**Given instruction:**
Please tally the lines of the records below that contain the string "dark", and give only the number.
Data provided start
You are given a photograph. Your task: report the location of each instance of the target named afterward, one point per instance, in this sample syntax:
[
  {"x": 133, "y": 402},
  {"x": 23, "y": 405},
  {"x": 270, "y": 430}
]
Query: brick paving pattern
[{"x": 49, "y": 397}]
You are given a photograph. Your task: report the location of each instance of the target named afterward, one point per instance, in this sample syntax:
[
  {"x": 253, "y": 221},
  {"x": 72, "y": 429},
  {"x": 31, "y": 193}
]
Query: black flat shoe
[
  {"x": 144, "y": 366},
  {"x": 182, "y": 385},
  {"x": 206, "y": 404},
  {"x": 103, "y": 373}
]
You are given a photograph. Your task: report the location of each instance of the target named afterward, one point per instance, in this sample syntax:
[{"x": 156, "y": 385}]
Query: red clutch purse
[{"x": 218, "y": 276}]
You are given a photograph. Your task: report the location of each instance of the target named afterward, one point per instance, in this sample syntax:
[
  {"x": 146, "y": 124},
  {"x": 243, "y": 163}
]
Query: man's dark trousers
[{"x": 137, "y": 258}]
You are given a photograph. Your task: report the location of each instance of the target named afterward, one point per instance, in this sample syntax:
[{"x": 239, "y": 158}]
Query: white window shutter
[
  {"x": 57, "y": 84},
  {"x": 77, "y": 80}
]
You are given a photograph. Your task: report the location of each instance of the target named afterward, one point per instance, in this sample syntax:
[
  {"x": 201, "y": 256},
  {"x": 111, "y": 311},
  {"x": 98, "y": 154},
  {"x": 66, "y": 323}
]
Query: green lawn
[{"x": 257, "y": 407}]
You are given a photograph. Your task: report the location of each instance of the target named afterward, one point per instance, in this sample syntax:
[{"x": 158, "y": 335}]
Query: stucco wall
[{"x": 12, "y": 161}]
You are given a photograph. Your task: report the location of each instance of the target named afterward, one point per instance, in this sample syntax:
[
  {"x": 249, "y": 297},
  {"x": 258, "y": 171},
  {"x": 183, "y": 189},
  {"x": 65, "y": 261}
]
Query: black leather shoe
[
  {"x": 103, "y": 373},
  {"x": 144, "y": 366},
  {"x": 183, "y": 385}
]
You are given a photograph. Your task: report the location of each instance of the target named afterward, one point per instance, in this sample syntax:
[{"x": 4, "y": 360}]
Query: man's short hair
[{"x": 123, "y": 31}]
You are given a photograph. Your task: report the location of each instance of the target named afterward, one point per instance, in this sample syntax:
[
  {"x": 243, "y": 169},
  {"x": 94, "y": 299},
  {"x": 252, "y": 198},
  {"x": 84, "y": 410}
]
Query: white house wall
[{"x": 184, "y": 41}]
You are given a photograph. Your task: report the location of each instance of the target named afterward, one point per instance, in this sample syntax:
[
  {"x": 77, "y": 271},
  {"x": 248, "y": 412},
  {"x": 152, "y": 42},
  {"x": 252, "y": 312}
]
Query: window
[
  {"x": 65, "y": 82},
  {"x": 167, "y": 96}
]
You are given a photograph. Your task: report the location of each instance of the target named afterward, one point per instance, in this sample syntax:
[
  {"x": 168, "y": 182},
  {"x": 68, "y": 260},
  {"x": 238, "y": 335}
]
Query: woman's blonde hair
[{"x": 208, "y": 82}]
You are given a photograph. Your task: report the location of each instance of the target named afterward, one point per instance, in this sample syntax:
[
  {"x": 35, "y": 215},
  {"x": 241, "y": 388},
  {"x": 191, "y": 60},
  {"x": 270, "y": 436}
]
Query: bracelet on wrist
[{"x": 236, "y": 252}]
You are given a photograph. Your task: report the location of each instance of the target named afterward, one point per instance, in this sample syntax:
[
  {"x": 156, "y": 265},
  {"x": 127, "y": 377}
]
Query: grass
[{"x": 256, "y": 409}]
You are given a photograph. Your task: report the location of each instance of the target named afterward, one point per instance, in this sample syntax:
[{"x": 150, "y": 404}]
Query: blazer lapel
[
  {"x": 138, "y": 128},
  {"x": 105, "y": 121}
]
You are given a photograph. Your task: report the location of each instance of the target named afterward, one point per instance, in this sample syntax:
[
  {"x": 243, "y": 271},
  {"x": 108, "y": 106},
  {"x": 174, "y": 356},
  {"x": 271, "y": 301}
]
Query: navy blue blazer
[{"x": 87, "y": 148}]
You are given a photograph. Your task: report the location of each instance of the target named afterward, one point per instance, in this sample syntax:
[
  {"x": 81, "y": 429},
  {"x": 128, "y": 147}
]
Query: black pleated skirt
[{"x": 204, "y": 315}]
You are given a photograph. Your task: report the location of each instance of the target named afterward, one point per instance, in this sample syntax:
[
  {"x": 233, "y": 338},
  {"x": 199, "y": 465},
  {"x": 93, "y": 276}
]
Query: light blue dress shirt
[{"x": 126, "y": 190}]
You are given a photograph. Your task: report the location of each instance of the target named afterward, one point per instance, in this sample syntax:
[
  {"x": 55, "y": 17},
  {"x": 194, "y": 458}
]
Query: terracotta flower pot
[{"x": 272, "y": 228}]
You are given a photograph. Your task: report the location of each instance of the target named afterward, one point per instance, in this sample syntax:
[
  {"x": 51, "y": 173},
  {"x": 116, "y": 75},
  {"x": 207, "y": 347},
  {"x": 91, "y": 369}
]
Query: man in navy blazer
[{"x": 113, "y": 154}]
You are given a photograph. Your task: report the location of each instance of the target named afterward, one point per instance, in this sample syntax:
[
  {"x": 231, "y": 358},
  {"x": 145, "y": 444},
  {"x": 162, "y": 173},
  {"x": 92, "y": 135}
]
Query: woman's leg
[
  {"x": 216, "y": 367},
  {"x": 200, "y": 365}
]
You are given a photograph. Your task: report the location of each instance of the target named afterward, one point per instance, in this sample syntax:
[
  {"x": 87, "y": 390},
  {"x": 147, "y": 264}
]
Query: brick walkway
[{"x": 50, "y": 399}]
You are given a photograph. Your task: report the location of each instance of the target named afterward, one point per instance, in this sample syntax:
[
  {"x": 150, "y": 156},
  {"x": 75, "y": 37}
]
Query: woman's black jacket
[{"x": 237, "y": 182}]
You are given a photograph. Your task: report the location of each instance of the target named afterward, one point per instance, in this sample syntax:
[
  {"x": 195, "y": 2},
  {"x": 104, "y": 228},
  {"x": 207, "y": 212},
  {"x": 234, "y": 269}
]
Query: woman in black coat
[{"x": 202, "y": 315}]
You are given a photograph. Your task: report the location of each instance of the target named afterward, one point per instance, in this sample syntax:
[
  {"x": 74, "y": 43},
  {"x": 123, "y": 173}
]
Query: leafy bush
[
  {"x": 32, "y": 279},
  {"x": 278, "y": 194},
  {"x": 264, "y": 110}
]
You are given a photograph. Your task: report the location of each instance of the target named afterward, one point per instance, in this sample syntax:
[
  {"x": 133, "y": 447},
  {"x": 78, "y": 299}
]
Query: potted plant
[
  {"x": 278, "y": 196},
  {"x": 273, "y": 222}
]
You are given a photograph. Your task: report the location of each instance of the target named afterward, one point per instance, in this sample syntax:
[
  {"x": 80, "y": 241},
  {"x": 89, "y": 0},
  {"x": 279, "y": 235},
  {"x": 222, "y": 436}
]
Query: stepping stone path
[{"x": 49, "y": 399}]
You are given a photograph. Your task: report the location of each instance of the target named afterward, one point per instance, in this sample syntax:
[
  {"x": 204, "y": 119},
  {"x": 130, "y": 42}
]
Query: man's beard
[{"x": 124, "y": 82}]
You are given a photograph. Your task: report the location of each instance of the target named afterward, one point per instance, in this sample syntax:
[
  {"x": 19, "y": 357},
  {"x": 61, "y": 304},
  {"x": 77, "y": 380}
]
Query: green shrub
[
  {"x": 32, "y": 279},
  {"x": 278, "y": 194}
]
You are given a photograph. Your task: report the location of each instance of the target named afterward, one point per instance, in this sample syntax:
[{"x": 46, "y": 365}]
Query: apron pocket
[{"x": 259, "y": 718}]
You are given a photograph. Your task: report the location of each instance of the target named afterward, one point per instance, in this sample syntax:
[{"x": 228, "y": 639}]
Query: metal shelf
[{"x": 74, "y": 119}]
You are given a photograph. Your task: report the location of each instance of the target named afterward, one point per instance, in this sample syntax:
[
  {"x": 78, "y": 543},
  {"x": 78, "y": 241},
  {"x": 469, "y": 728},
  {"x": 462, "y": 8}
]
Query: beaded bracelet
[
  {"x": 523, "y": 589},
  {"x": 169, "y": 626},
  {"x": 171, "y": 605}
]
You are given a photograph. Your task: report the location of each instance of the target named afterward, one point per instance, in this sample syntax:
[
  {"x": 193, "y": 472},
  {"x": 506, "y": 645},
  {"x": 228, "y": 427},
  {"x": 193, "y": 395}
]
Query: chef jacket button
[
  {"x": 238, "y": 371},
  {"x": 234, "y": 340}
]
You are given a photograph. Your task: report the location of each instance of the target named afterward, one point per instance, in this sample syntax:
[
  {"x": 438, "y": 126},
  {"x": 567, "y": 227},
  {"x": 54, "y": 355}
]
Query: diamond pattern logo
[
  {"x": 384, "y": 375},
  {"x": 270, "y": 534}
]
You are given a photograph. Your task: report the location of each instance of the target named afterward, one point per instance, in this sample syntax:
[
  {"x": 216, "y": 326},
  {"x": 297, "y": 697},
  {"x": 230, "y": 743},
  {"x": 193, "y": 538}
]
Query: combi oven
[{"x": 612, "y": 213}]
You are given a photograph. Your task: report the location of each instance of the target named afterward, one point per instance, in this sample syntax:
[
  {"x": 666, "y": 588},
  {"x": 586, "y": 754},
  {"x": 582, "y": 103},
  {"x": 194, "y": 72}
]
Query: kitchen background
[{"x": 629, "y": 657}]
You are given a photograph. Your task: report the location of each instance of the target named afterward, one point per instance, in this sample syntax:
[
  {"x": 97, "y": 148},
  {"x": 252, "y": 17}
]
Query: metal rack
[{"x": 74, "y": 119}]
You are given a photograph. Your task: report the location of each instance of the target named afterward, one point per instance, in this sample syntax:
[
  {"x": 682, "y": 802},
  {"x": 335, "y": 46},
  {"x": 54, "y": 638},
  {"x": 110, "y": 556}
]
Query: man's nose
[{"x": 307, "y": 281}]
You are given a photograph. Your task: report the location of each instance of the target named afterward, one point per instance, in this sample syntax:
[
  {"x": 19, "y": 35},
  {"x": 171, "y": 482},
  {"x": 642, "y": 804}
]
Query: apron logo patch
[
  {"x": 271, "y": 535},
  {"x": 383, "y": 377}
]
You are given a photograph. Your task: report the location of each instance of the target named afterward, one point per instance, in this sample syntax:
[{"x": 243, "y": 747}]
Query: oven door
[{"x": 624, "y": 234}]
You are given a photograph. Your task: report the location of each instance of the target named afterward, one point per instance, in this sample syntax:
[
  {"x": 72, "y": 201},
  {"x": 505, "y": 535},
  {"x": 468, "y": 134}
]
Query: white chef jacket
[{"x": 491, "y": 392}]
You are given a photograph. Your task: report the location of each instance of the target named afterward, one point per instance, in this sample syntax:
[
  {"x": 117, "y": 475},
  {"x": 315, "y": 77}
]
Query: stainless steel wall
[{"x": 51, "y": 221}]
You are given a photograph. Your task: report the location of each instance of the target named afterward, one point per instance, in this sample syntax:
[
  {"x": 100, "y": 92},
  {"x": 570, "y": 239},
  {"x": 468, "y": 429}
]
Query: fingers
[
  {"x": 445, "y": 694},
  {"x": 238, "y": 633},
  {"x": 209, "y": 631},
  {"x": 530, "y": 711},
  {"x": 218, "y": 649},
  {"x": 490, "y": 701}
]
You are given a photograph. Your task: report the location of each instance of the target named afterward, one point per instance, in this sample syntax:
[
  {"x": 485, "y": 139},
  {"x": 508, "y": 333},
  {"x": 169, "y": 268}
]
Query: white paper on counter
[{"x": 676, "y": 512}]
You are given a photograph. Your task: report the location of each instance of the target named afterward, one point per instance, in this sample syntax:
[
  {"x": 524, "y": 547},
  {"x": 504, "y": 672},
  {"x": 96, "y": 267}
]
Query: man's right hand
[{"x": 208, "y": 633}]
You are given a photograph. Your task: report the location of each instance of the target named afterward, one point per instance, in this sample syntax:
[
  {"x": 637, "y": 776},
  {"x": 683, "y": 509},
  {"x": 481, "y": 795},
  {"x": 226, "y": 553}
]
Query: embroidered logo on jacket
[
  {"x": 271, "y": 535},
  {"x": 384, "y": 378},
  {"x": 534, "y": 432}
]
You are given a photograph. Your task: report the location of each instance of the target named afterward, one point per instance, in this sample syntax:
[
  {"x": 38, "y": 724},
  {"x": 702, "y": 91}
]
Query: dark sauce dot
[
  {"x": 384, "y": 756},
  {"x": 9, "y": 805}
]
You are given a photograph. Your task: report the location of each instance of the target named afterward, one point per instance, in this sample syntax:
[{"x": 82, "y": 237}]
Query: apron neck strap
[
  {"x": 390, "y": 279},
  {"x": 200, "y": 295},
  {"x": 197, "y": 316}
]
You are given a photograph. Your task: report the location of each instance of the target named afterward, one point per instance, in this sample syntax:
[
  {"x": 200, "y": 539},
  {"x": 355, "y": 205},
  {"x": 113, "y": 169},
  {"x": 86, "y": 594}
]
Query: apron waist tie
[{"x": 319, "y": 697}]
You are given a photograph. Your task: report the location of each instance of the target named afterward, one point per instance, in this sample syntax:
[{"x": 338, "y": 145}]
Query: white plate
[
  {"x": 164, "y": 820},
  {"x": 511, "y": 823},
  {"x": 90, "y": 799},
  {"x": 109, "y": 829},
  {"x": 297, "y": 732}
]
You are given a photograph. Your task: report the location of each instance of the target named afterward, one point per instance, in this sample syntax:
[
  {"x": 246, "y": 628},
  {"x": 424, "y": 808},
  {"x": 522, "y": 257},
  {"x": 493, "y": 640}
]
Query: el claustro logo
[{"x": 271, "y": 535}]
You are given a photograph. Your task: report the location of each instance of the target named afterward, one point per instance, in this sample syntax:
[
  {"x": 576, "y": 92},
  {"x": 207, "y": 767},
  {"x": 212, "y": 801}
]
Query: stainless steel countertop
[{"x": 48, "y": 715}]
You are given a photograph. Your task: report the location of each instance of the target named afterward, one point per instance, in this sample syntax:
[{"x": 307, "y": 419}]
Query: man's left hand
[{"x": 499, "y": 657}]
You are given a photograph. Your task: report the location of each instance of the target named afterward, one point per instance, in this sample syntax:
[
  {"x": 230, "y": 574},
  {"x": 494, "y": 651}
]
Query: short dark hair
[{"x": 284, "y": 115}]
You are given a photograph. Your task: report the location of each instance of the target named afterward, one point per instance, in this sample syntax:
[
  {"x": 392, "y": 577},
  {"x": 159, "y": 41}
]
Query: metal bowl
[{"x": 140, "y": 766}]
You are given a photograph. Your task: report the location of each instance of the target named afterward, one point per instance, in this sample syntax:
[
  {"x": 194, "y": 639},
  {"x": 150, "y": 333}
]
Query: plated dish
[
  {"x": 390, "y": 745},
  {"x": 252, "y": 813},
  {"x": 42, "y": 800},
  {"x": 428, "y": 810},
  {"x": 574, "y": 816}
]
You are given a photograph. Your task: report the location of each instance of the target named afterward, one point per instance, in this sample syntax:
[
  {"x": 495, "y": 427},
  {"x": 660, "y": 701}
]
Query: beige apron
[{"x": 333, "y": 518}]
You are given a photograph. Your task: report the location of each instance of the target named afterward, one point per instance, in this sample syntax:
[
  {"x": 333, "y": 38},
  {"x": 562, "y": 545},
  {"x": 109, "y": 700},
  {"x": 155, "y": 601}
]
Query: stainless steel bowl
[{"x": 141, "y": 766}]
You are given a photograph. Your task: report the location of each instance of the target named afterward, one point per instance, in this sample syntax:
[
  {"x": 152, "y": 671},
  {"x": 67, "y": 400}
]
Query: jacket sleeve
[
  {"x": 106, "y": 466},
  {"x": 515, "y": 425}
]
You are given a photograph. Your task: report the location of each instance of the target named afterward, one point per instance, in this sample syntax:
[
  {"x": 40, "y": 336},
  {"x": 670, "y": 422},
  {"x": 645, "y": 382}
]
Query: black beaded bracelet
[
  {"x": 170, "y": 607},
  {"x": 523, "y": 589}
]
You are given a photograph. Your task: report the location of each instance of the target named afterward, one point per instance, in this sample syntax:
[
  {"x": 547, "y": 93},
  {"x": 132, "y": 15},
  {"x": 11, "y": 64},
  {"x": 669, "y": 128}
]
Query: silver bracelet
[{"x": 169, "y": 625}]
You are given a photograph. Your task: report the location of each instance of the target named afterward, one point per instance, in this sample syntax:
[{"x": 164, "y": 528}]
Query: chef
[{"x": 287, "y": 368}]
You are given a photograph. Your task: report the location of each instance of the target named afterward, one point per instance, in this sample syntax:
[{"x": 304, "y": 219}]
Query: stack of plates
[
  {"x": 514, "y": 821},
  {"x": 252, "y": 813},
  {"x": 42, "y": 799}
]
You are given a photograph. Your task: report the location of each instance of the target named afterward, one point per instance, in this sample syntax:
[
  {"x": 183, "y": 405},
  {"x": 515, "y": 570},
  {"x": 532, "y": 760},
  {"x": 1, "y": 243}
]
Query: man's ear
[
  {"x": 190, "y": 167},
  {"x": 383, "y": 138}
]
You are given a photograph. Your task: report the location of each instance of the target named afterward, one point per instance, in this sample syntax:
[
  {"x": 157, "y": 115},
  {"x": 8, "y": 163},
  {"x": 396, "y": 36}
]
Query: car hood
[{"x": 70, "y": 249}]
Data provided end
**Task answer:**
3